Transcribe the lines of the listing below without alteration, beginning at the line that contains "Each instance receives one keypoint. Mark the dirt" and continuing through the end of the listing.

* Begin Information supplied *

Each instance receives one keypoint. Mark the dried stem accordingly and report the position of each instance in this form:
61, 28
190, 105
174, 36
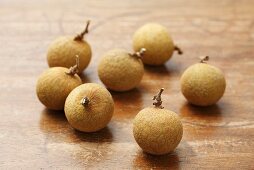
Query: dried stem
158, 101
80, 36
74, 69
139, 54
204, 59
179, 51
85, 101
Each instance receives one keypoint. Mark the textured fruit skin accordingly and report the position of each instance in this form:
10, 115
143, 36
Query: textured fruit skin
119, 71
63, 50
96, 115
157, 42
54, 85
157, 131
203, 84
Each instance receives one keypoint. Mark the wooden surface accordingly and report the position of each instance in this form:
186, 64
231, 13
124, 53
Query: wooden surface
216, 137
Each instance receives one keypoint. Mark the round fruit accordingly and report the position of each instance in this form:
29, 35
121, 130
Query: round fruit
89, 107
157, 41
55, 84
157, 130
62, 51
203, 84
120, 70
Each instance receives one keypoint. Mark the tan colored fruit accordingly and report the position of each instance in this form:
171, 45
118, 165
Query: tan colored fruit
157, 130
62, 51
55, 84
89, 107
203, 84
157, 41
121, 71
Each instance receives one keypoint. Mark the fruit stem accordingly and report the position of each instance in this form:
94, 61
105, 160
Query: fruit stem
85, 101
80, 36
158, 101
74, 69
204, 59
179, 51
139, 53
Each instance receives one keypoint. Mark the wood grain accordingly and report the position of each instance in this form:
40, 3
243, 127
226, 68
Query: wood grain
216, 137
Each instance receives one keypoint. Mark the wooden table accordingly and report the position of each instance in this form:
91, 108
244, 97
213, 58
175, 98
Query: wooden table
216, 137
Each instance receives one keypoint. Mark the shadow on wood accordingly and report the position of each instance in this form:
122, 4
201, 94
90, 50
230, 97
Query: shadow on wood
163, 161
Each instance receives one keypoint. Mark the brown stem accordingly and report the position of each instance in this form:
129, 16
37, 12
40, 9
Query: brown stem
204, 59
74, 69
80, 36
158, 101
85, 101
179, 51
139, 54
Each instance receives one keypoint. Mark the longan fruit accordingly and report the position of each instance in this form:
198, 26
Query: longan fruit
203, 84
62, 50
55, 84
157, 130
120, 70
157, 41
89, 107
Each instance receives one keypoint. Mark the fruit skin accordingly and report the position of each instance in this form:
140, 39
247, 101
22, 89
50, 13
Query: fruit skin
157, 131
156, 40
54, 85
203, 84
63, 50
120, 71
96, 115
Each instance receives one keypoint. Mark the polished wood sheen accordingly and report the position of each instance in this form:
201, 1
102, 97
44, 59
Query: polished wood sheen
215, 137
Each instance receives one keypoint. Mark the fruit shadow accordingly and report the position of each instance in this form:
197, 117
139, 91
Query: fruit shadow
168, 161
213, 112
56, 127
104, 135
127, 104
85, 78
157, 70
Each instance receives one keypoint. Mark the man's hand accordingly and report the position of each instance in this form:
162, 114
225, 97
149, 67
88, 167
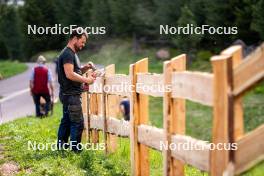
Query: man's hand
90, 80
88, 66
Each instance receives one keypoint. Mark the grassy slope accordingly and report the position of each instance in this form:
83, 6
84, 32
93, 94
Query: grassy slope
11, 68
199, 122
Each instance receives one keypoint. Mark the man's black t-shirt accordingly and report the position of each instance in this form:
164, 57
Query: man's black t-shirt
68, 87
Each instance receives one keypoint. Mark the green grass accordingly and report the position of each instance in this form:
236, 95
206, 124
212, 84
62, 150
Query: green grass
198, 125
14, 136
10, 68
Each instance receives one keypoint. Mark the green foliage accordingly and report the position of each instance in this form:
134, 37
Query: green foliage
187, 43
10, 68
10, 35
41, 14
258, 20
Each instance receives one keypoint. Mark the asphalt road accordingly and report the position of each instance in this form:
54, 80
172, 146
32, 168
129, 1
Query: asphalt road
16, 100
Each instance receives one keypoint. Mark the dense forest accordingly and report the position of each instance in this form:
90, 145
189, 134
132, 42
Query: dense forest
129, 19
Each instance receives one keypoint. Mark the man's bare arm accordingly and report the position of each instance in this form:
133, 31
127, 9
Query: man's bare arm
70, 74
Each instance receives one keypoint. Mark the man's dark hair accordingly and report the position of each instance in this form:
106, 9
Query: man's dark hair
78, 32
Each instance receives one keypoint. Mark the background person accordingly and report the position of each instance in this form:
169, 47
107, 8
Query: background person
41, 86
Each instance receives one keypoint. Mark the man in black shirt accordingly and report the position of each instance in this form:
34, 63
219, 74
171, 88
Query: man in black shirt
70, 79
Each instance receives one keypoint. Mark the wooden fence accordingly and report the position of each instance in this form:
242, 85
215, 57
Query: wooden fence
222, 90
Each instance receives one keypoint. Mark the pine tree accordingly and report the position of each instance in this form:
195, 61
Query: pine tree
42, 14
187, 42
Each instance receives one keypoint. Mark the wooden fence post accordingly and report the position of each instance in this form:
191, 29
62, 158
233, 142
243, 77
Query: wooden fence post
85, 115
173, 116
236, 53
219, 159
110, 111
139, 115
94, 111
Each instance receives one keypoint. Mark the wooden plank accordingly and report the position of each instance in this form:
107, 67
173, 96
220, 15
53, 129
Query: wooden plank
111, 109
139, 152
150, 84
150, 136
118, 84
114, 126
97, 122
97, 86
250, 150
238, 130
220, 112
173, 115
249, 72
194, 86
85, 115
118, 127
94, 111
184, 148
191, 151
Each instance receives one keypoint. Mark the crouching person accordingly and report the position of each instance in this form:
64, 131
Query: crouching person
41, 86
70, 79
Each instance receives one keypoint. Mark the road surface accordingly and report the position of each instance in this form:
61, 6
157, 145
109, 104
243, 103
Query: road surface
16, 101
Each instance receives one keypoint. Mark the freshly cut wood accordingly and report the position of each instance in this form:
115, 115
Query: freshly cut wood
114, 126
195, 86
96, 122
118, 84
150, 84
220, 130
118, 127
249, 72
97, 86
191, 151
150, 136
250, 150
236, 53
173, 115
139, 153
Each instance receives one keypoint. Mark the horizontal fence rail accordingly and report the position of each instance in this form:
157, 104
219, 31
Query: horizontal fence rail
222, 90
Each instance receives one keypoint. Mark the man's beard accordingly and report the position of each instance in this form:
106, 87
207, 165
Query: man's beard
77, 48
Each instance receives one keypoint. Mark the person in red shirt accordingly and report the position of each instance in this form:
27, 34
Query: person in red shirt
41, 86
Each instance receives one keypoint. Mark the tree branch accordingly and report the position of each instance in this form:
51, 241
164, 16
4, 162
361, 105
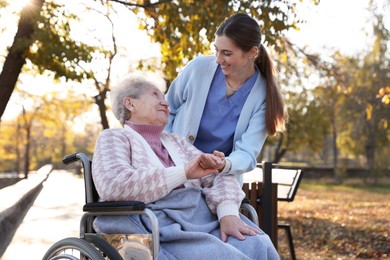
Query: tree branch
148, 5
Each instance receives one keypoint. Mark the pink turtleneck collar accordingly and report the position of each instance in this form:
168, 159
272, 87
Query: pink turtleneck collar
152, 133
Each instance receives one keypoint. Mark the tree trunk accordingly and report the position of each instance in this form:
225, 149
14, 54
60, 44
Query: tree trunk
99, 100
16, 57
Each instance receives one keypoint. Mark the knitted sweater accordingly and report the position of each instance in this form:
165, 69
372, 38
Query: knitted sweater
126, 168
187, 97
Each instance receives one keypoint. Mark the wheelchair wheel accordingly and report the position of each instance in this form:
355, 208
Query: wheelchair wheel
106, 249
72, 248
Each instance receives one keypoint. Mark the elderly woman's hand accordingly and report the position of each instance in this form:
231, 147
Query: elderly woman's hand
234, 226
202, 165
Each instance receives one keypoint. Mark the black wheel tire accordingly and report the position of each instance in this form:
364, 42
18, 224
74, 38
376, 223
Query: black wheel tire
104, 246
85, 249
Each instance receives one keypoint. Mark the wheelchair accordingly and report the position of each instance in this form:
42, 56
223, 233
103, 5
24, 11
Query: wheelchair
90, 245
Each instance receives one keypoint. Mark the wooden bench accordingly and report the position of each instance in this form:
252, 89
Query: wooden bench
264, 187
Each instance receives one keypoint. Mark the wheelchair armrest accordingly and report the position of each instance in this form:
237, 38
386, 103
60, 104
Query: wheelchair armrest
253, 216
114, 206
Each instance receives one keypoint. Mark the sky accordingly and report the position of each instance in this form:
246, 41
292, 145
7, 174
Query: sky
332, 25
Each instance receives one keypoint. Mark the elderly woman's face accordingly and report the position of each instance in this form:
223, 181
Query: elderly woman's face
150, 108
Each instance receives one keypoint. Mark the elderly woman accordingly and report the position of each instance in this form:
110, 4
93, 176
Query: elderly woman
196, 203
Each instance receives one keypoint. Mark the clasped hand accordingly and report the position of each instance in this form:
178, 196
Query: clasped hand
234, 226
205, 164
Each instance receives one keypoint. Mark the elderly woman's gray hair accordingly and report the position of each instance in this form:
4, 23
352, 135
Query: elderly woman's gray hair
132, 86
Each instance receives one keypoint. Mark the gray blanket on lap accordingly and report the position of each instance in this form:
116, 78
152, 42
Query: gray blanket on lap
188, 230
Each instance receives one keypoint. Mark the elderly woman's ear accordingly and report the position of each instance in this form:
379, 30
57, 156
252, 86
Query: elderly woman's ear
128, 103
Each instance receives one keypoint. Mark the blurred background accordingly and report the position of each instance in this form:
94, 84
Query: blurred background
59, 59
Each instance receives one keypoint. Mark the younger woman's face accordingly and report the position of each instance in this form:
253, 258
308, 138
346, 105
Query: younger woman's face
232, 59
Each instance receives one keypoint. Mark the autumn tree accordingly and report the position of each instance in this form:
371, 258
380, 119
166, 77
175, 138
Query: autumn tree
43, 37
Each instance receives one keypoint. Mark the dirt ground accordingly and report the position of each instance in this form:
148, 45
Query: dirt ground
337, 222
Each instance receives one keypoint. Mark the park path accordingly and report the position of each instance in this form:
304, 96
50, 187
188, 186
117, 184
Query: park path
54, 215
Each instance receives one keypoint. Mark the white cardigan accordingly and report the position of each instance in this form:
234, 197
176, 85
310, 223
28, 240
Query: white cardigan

* End Information supplied *

**Solution for this problem**
Each instance receives one keypoint. Mark the dirt ground accordingly and report the position of each instance in this form:
148, 45
Query: dirt ground
337, 222
Each instance receives one keypoint. Mark the park path accordingly and report the position of each instance in this form:
304, 96
50, 187
188, 186
117, 184
Query: park path
54, 215
Each instance receives one keypoint. Mark the white cardigan accordingly and report the position of each instance in this form:
234, 197
176, 85
310, 223
28, 240
Query: white cardigan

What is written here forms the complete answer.